Task prompt: Retype all the records with nothing changed.

Dataset content:
****

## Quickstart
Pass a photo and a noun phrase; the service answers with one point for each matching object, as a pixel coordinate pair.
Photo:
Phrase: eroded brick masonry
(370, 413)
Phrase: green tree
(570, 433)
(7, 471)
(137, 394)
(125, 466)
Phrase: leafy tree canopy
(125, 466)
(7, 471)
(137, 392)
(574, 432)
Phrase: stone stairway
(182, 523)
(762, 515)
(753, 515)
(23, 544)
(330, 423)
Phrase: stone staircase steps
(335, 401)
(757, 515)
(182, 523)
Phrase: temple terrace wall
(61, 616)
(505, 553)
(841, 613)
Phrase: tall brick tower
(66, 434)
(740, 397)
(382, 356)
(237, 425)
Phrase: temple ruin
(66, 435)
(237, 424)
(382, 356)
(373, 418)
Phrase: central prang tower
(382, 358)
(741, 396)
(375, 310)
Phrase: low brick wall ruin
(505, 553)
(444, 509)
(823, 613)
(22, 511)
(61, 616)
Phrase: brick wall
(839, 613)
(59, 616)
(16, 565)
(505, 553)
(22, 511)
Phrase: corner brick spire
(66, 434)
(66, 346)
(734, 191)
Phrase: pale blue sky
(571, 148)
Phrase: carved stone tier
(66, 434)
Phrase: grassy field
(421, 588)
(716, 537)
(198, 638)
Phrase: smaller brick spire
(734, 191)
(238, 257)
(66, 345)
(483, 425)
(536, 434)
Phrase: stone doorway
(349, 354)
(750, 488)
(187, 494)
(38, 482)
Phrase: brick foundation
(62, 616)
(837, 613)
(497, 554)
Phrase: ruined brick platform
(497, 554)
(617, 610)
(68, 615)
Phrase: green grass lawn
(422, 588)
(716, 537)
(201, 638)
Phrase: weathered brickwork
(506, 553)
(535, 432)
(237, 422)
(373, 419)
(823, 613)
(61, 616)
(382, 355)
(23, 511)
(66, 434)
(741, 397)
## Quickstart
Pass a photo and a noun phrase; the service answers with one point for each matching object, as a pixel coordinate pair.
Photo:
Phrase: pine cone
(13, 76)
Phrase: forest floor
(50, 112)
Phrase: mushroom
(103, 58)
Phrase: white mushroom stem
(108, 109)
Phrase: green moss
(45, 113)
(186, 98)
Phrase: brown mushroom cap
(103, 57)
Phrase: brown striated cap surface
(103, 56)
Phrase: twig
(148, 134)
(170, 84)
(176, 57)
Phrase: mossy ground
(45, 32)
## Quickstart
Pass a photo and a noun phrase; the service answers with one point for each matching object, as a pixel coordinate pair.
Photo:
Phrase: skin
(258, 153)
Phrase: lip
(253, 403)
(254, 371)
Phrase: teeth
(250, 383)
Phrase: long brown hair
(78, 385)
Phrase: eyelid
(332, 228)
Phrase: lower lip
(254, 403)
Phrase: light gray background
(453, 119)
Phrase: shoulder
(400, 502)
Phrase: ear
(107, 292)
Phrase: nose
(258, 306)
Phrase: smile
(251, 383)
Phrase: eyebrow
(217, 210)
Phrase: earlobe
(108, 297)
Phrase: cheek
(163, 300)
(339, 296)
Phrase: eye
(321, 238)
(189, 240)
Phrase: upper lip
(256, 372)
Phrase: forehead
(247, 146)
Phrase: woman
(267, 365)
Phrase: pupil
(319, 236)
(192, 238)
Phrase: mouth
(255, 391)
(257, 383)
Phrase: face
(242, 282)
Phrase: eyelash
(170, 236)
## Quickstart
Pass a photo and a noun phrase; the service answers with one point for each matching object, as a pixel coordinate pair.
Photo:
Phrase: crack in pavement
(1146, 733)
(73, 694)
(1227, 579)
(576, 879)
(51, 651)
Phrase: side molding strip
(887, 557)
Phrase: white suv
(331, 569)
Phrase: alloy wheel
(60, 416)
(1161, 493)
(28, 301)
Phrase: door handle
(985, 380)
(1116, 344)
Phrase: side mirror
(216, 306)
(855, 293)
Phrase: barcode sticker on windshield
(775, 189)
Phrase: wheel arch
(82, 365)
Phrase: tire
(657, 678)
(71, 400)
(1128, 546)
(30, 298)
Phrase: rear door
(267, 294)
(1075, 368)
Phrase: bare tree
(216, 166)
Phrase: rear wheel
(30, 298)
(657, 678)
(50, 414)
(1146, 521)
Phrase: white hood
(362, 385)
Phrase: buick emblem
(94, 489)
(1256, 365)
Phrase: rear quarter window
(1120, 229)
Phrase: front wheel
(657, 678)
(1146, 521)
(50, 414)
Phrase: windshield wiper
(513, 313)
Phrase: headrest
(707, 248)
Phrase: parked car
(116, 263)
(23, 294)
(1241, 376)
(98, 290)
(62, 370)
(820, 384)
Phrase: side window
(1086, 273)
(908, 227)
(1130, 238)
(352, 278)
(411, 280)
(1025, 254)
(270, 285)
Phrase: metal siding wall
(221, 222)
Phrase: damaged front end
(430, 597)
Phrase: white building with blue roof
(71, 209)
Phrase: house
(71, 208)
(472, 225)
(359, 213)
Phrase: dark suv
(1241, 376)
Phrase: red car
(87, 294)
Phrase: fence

****

Answer to this task:
## Quickstart
Pass a photo and a noun phrase; the service answers with one point for each matching object, as a pixel coordinate pair.
Photo:
Phrase: eroded brick masonry
(370, 413)
Phrase: green tree
(570, 433)
(7, 471)
(137, 394)
(125, 466)
Phrase: leafy tree canopy
(125, 466)
(7, 471)
(137, 392)
(574, 432)
Phrase: stone stairway
(182, 523)
(762, 515)
(753, 515)
(23, 544)
(330, 423)
Phrase: stone staircase steps
(335, 401)
(757, 515)
(182, 523)
Phrase: temple terrace wall
(61, 616)
(505, 553)
(841, 613)
Phrase: tall brick tower
(66, 434)
(740, 397)
(382, 356)
(237, 425)
Phrase: temple ruin
(66, 435)
(237, 424)
(382, 356)
(373, 418)
Phrase: central prang tower
(382, 358)
(741, 396)
(375, 310)
Phrase: low brick wall ruin
(505, 553)
(444, 509)
(823, 613)
(22, 511)
(61, 616)
Phrase: brick wall
(839, 613)
(59, 616)
(16, 565)
(505, 553)
(22, 511)
Phrase: corner brick spire
(66, 434)
(66, 346)
(734, 191)
Phrase: pale blue sky
(571, 148)
Phrase: carved stone tier
(66, 434)
Phrase: grassy field
(421, 588)
(716, 537)
(198, 638)
Phrase: smaller brick spire
(734, 191)
(238, 257)
(66, 345)
(483, 425)
(536, 434)
Phrase: stone doorway
(349, 354)
(750, 488)
(187, 494)
(38, 482)
Phrase: brick foundation
(62, 616)
(837, 613)
(497, 554)
Phrase: ruined brick platform
(497, 554)
(617, 610)
(68, 615)
Phrase: green grass lawn
(422, 588)
(716, 537)
(201, 638)
Phrase: weathered brickwork
(506, 553)
(535, 432)
(237, 422)
(373, 419)
(823, 613)
(61, 616)
(382, 355)
(23, 511)
(66, 434)
(741, 397)
## Quickstart
Pass a photo and a noun phrase; the service answers with one point for each matching object, as a pixel coordinate pair.
Photo:
Phrase: pine cone
(13, 76)
Phrase: forest floor
(50, 112)
Phrase: mushroom
(103, 58)
Phrase: white mushroom stem
(108, 109)
Phrase: green moss
(45, 113)
(186, 98)
Phrase: brown mushroom cap
(103, 57)
Phrase: brown striated cap surface
(103, 56)
Phrase: twig
(148, 134)
(170, 84)
(176, 57)
Phrase: mossy ground
(45, 32)
## Quickstart
Pass a photo and a noun phrase; the service answers with one point for each matching object, as a pixel coordinate pair.
Photo:
Phrase: skin
(258, 153)
Phrase: lip
(253, 403)
(254, 371)
Phrase: teeth
(250, 383)
Phrase: long brown hair
(78, 385)
Phrase: eyelid
(332, 228)
Phrase: lower lip
(254, 403)
Phrase: light gray background
(453, 119)
Phrase: shoulder
(400, 502)
Phrase: ear
(107, 292)
Phrase: nose
(258, 306)
Phrase: smile
(251, 383)
Phrase: eyebrow
(217, 210)
Phrase: earlobe
(108, 297)
Phrase: cheek
(163, 300)
(339, 296)
Phrase: eye
(321, 238)
(189, 240)
Phrase: upper lip
(256, 372)
Phrase: forehead
(247, 146)
Phrase: woman
(267, 365)
Phrase: pupil
(319, 236)
(192, 238)
Phrase: mouth
(255, 391)
(257, 383)
Phrase: face
(242, 282)
Phrase: eyelash
(170, 236)
## Quickstart
Pass a photo and a noun phrase; the service answers with one point for each matching object, as a pixel coordinate pair.
Photo:
Phrase: crack in pavement
(1146, 733)
(73, 694)
(1227, 579)
(576, 879)
(51, 651)
Phrase: side molding strip
(887, 557)
Phrase: white suv
(331, 569)
Phrase: alloy wheel
(60, 416)
(1161, 493)
(28, 301)
Phrase: door handle
(985, 380)
(1116, 344)
Phrase: side mirror
(216, 306)
(855, 293)
Phrase: barcode sticker on windshield
(775, 189)
Phrase: wheel arch
(82, 365)
Phrase: tire
(657, 678)
(71, 400)
(1128, 546)
(30, 298)
Phrase: rear door
(267, 294)
(1075, 368)
Phrase: bare tree
(216, 166)
Phrase: rear wheel
(30, 298)
(657, 678)
(50, 414)
(1146, 521)
Phrase: white hood
(362, 385)
Phrase: buick emblem
(94, 489)
(1256, 365)
Phrase: rear quarter window
(1120, 229)
Phrase: front wheel
(657, 678)
(1146, 521)
(50, 414)
Phrase: windshield wiper
(513, 313)
Phrase: headrest
(707, 248)
Phrase: parked car
(116, 263)
(23, 294)
(1241, 376)
(98, 290)
(62, 370)
(820, 384)
Phrase: side window
(1086, 273)
(908, 227)
(1130, 238)
(352, 278)
(411, 280)
(1025, 254)
(270, 285)
Phrase: metal siding wall
(221, 222)
Phrase: damaged front end
(430, 597)
Phrase: white building with blue roof
(71, 209)
Phrase: house
(71, 208)
(472, 225)
(359, 213)
Phrase: dark suv
(1241, 376)
Phrase: red car
(87, 294)
Phrase: fence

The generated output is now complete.